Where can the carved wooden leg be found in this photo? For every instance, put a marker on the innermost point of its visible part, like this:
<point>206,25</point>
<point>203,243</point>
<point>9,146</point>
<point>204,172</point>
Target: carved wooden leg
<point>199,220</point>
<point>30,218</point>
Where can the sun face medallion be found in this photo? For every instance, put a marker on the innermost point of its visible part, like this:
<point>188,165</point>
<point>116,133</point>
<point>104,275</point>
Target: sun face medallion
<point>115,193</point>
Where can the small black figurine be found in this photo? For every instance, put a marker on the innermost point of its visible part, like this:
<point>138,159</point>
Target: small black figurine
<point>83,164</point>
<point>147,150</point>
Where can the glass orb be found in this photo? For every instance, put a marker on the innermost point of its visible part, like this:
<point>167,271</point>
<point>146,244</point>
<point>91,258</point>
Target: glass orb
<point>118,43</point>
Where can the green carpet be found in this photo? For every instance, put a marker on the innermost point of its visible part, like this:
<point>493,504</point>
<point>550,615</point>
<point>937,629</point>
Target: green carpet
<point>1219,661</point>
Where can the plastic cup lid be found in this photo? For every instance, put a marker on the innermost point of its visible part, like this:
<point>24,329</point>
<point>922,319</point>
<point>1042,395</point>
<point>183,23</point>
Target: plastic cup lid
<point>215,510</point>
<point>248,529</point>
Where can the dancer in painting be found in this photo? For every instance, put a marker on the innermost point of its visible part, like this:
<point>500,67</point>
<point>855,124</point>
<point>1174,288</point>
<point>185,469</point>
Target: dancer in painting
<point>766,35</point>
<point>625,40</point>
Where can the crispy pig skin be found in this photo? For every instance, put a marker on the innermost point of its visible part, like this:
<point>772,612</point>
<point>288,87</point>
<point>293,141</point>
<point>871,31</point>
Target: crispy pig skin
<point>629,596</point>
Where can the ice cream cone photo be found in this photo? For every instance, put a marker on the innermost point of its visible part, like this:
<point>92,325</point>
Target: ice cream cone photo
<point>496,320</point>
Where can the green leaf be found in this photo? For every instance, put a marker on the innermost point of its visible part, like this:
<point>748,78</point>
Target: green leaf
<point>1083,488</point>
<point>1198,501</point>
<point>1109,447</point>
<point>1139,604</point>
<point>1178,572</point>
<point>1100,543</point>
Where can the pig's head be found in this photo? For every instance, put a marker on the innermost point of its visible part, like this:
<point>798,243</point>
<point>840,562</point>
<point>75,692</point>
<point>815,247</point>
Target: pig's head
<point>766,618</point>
# # #
▶ **Direction**:
Please render every line of the rows above as a Markdown table with two columns, Number and Line, numbering the lines in order and leaving out any blank ones.

▶ **Worked solution**:
| Number | Line |
|---|---|
| 1 | Where can the carved wooden leg be found in this photo? For every instance, put a marker on the innermost point of its visible part, like this: |
| 2 | <point>206,25</point> |
| 3 | <point>203,243</point> |
| 4 | <point>9,146</point> |
| 5 | <point>204,172</point> |
| 6 | Target: carved wooden leg |
| 7 | <point>199,220</point> |
| 8 | <point>30,218</point> |
| 9 | Where can the sun face medallion be found in this photo? For every instance, put a marker on the innermost point of its visible part, like this: |
| 10 | <point>188,165</point> |
| 11 | <point>116,133</point> |
| 12 | <point>104,275</point> |
| 13 | Target: sun face medallion |
| 14 | <point>115,193</point> |
| 15 | Where can the small black figurine be found in this photo? For every instance, put a marker on the innermost point of its visible part, like this: |
| 16 | <point>138,159</point> |
| 17 | Target: small black figurine |
| 18 | <point>83,164</point> |
| 19 | <point>147,150</point> |
| 20 | Where can the glass orb be found in this photo? For every instance, put a marker on the innermost point of its visible part, like this: |
| 21 | <point>167,271</point> |
| 22 | <point>146,244</point> |
| 23 | <point>91,258</point> |
| 24 | Target: glass orb |
| 25 | <point>118,43</point> |
| 26 | Where can the green carpet be found in this photo? For every instance, put a marker on the innermost point of its visible part, like this: |
| 27 | <point>493,504</point> |
| 28 | <point>550,615</point> |
| 29 | <point>937,629</point> |
| 30 | Target: green carpet |
| 31 | <point>1219,661</point> |
| 32 | Where can the plastic cup lid be found in this photo? For every instance, put a marker on the innermost point of its visible part, like this: |
| 33 | <point>24,329</point> |
| 34 | <point>922,319</point> |
| 35 | <point>1042,395</point> |
| 36 | <point>183,23</point> |
| 37 | Target: plastic cup lid |
| 38 | <point>215,510</point> |
| 39 | <point>248,529</point> |
| 40 | Where can the dancer in painting be found in this photo? For every instance, put a marker on the innermost point of its visible part, like this: |
| 41 | <point>500,67</point> |
| 42 | <point>855,124</point> |
| 43 | <point>1174,288</point> |
| 44 | <point>185,469</point> |
| 45 | Target: dancer in painting |
| 46 | <point>766,35</point> |
| 47 | <point>625,40</point> |
| 48 | Where can the crispy pig skin be found in this photo? For every instance, put a marker on the innermost point of its visible part, like this: |
| 49 | <point>772,612</point> |
| 50 | <point>288,87</point> |
| 51 | <point>293,141</point> |
| 52 | <point>871,31</point> |
| 53 | Target: crispy pig skin |
| 54 | <point>629,596</point> |
| 55 | Where can the ice cream cone photo be found in this photo? For every instance, put a marker on the innermost point of its visible part, like this: |
| 56 | <point>92,325</point> |
| 57 | Target: ice cream cone photo |
| 58 | <point>496,320</point> |
| 59 | Where can the green leaf be found in this photo? For every instance, put a marker on the innermost point of its visible part, like this: |
| 60 | <point>748,78</point> |
| 61 | Target: green leaf |
| 62 | <point>1083,488</point> |
| 63 | <point>1198,501</point> |
| 64 | <point>1109,447</point> |
| 65 | <point>1139,604</point> |
| 66 | <point>1178,572</point> |
| 67 | <point>1100,543</point> |
| 68 | Where can the pig's head be found in this photo? For every instance, put a marker on the innermost point of its visible part, like this: |
| 69 | <point>798,243</point> |
| 70 | <point>840,562</point> |
| 71 | <point>75,692</point> |
| 72 | <point>815,247</point> |
| 73 | Target: pig's head |
| 74 | <point>766,618</point> |